Work instructions
The records below must be transcribed exactly.

##### Data #####

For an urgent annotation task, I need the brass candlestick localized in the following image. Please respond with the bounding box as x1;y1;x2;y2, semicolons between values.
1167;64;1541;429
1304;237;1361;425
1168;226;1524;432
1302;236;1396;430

#####

Answer to this problem
For an urgent annotation task, I need the brass candlestick localized in the following image. Please respond with the bounding box as x1;y1;x2;y2, semicolons between values.
1167;64;1541;429
1304;237;1361;425
1168;226;1524;432
1302;236;1396;430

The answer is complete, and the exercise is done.